Harm Reduction: A non-12 Step approach to recovery.
by Ned Wicker
Harm reduction is a form of psychotherapy that reaches out to addicted individuals or even non-addicted individuals in a non-judgmental way, using an alternative to the 12 Step approach to recovery. The harm reduction program does not mandate that patients by into the view that addiction is a disease.
Gets them to SLOW DOWN their drug use
The harm reduction program recognizes that people have their own inner strength and therapists with focus on that strength to motivate clients into making positive lifestyle changes.
Most people in one way or another have even practiced harm reduction without even knowing it. Perhaps they decided to slow down on their drinking, or made the determination that they couldn’t take as much drug as they have been used to, but no matter what the exact thought process, that’s harm reduction.
Many approaches to addiction treatment stress the absolute necessity to not use. Well, there is using and then there is using. That is, one person can have a drink and not have to take another one, while the other guy sitting right next to him has to have four or five. It’s not a matter of not drinking it’s a matter of controlling your behavior.

Collected data
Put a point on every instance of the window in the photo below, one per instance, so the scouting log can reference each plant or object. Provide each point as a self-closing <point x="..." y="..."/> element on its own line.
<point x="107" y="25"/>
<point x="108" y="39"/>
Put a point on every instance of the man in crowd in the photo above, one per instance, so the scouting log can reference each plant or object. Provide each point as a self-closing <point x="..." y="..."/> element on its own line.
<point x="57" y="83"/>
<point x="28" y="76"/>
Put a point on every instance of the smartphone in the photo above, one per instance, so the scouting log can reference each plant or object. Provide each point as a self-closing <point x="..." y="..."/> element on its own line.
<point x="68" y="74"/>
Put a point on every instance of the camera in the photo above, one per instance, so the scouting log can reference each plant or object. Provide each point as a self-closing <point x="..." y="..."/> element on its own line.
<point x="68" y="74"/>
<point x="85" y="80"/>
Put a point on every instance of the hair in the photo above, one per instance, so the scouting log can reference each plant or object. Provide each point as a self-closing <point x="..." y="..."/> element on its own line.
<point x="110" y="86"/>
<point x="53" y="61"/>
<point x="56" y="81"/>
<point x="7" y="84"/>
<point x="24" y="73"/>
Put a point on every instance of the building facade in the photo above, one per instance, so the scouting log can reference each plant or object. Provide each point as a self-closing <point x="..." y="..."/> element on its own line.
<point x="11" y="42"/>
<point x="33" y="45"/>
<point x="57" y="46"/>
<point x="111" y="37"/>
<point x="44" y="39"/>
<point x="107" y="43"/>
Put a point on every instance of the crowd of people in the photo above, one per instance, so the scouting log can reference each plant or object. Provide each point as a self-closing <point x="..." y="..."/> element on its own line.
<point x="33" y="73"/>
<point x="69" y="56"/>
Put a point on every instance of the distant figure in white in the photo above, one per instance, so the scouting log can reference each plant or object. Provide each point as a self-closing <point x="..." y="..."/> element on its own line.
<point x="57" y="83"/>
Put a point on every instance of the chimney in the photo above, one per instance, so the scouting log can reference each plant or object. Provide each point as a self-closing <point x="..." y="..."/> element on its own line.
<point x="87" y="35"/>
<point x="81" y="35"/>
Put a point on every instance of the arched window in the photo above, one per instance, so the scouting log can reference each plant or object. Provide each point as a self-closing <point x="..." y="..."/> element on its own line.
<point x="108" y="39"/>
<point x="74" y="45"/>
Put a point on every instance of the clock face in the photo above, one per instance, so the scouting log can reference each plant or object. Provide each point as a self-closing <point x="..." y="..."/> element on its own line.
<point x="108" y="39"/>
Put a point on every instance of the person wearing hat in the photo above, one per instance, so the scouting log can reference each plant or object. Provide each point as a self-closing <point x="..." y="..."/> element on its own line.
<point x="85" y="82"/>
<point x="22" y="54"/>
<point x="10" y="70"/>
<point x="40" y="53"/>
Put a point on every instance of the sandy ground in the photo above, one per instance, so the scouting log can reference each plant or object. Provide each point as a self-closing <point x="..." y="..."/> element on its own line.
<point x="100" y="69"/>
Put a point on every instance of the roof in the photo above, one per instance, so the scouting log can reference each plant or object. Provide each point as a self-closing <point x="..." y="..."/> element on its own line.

__ACTIVITY A__:
Using the harm reduction article, answer:
(i) What view about addiction does the program not require patients to accept?
(ii) What do therapists focus on to motivate clients?
(iii) In the drinking example, how many drinks does the other guy have to have?
__ACTIVITY B__:
Please say whether each statement agrees with the harm reduction article, and quote the words that decide it.
(i) The approach reaches out to individuals in a judgmental way.
(ii) Most people have practiced harm reduction without knowing it.
(iii) The article says the issue is a matter of not drinking.

__EXERCISE ANSWER A__:
(i) That addiction is a disease.
(ii) People's own inner strength.
(iii) Four or five.

__EXERCISE ANSWER B__:
(i) No: "reaches out to addicted individuals or even non-addicted individuals in a non-judgmental way"
(ii) Yes: "Most people in one way or another have even practiced harm reduction without even knowing it."
(iii) No: "It’s not a matter of not drinking it’s a matter of controlling your behavior."